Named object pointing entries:
# # # #

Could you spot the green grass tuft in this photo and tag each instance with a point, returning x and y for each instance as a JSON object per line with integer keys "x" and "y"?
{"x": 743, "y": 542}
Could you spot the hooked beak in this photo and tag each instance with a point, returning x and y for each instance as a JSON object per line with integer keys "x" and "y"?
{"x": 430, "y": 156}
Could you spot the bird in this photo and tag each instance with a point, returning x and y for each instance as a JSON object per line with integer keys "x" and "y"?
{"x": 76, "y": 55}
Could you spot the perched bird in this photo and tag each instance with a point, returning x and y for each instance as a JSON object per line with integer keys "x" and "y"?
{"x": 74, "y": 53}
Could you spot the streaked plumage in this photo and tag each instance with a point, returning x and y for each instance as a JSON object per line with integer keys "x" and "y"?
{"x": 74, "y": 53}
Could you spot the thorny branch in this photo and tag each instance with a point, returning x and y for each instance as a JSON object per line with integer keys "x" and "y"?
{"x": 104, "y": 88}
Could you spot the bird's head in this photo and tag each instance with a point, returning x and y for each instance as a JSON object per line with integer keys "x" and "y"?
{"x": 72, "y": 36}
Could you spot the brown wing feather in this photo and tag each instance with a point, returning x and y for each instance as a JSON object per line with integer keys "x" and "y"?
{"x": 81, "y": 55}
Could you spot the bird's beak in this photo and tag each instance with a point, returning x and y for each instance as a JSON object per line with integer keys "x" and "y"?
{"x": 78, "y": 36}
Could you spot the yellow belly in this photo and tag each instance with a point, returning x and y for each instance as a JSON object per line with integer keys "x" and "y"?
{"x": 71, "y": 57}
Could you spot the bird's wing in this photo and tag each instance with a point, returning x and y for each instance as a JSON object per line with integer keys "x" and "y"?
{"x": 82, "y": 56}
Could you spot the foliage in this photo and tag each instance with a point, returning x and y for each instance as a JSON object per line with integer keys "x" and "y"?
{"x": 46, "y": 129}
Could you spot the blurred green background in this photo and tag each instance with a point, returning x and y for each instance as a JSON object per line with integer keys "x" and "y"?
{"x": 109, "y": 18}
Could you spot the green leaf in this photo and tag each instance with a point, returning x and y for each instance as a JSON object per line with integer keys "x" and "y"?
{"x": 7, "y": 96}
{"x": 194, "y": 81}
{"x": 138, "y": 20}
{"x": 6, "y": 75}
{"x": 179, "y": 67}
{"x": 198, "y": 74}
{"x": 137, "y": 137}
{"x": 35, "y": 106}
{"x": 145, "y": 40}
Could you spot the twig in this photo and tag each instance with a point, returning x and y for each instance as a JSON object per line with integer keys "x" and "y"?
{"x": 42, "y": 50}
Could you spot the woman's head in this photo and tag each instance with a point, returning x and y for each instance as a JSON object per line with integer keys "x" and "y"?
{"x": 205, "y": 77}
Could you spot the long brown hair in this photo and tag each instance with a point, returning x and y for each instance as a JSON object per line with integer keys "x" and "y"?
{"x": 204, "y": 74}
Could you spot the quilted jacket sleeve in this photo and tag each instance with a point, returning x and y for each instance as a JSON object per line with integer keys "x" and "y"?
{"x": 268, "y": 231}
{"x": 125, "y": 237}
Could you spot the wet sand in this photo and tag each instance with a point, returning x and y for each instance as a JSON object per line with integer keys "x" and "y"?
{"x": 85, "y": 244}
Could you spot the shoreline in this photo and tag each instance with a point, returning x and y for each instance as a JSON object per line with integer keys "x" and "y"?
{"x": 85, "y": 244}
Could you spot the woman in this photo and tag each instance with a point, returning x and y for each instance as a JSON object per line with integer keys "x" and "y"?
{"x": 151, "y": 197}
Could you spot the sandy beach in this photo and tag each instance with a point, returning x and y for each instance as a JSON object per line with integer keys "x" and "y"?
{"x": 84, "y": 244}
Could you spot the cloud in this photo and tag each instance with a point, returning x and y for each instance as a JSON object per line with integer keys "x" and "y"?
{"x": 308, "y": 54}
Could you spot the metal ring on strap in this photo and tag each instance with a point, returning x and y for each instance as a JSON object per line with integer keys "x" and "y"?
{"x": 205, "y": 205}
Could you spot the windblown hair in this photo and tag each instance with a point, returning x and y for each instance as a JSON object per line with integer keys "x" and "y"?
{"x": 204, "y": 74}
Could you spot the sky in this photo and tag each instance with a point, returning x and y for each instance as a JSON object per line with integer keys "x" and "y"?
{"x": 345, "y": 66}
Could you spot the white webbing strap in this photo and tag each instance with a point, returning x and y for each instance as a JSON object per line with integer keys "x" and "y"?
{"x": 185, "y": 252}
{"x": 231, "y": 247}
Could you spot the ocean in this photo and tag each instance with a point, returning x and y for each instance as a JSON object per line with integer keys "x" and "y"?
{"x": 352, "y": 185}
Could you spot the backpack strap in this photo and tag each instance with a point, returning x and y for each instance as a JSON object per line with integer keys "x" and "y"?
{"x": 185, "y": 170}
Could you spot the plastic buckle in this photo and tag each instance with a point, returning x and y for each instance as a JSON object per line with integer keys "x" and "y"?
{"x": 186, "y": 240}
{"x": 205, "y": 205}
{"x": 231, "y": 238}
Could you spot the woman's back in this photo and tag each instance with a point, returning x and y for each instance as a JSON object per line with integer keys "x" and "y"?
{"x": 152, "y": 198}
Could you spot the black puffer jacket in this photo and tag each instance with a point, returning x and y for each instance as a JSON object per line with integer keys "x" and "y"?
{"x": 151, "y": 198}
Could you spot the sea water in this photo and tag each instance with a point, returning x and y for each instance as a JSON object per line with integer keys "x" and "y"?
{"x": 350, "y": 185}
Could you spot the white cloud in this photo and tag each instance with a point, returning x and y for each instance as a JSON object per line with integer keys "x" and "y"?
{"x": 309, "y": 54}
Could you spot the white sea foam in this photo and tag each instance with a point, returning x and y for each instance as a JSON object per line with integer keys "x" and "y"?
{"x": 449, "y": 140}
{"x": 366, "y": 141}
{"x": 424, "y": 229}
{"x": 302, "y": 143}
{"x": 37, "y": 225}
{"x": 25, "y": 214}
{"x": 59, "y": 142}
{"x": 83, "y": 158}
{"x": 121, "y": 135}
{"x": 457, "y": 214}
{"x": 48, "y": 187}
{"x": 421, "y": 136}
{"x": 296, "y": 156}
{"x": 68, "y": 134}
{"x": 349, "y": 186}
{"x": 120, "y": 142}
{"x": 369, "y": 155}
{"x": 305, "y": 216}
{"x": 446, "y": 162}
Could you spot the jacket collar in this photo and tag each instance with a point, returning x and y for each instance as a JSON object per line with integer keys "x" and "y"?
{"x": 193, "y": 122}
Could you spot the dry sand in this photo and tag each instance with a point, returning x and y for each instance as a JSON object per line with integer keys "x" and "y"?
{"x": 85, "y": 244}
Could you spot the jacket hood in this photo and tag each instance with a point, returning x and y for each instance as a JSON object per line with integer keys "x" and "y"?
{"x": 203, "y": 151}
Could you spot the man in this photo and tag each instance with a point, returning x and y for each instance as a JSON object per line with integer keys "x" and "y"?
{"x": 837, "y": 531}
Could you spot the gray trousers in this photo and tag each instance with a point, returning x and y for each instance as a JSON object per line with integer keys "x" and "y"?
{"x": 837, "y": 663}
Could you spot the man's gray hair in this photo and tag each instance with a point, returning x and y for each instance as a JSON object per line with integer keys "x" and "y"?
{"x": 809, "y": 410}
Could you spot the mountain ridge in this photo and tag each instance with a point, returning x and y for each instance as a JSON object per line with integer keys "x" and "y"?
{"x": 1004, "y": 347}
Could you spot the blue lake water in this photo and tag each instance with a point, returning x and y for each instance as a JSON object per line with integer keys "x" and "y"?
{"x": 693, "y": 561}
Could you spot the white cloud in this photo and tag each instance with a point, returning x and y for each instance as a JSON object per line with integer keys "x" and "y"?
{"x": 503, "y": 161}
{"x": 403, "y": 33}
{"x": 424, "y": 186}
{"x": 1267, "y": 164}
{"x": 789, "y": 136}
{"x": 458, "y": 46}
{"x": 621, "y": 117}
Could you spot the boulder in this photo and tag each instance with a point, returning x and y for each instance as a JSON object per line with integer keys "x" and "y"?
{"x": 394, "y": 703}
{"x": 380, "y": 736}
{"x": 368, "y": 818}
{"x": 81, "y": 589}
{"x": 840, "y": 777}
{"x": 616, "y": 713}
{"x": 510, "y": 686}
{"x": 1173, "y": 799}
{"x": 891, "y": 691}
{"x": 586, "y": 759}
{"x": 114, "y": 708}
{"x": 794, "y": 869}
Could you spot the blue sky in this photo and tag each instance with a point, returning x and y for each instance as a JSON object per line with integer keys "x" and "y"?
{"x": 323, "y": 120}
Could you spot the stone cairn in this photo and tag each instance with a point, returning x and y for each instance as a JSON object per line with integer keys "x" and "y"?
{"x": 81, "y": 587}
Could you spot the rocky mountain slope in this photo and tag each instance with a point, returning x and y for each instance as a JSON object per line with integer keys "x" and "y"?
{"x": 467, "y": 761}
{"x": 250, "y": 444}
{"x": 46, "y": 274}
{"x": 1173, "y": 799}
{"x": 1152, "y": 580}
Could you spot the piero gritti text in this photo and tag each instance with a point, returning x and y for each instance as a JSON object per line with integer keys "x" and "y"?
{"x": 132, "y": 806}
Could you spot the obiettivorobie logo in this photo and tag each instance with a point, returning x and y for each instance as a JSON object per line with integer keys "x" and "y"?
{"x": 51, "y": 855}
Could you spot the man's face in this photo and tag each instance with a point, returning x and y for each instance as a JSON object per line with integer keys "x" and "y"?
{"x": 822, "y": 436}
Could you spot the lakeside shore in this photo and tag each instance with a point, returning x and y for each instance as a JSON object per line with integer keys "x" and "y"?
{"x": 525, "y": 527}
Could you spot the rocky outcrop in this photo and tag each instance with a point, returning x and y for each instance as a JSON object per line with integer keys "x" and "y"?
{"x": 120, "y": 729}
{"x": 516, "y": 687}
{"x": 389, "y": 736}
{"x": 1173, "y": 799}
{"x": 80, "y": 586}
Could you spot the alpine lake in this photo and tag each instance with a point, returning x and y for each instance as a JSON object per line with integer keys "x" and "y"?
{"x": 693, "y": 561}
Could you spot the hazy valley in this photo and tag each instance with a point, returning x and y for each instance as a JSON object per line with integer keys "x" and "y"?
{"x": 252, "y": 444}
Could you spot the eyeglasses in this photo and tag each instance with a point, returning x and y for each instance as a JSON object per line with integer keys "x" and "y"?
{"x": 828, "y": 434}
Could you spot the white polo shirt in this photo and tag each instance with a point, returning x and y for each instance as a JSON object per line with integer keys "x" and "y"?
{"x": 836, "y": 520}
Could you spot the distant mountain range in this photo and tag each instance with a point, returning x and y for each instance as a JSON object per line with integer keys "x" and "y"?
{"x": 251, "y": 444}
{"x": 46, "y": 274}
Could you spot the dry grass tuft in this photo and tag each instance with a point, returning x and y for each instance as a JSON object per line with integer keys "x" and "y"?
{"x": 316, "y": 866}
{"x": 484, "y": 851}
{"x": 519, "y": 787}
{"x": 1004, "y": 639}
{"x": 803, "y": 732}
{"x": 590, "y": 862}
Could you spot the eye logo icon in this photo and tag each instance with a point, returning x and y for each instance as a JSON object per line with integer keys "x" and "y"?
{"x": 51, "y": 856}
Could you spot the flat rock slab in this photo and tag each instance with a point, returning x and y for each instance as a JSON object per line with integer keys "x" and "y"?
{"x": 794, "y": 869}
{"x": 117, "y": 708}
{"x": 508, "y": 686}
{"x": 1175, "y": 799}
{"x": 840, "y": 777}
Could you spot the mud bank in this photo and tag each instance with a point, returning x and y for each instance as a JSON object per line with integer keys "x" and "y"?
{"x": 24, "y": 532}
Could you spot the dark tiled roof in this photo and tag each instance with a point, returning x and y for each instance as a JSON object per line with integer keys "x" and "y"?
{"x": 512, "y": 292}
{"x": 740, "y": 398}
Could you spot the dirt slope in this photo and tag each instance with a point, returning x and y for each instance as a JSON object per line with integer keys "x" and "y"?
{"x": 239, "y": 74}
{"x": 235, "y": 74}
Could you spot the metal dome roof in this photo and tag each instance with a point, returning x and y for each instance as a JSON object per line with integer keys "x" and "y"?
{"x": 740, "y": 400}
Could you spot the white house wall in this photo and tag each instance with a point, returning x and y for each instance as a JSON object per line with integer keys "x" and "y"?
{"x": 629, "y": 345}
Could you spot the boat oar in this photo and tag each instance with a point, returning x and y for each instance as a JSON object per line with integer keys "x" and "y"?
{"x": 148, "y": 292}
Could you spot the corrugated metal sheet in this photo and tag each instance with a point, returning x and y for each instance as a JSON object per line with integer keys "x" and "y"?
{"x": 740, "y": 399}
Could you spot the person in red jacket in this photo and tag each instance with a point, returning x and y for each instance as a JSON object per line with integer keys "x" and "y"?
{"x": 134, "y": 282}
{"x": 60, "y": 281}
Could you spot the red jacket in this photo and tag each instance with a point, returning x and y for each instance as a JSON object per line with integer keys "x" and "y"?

# # # #

**TASK DETAILS:**
Repeat exactly the lines above, starting with the line that contains "Could you spot the white house" and ending with the last line, both included, and nothing else.

**EXERCISE RESULT:**
Could you spot the white house wall in this photo and tag each instance with a point, returning x and y for each instance as a JSON object per line with integer keys "x" and "y"?
{"x": 629, "y": 345}
Could you spot the boat oar in this photo and tag each instance with a point, returning x and y for each instance as a JSON object per line with integer keys "x" and "y"?
{"x": 148, "y": 292}
Could you spot the corrugated metal sheet in this photo and tag each instance with a point, returning x and y for each instance as a JSON object per line with integer keys "x" and "y"?
{"x": 740, "y": 399}
Could you spot the person in red jacket in this photo and tag each instance with a point, returning x and y for each instance as a JSON object per line with integer keys "x" and "y"?
{"x": 134, "y": 282}
{"x": 60, "y": 281}
Could you spot the red jacket in this photo and tag each instance with a point, returning x and y for each instance as a JSON object per line with integer keys "x" and "y"?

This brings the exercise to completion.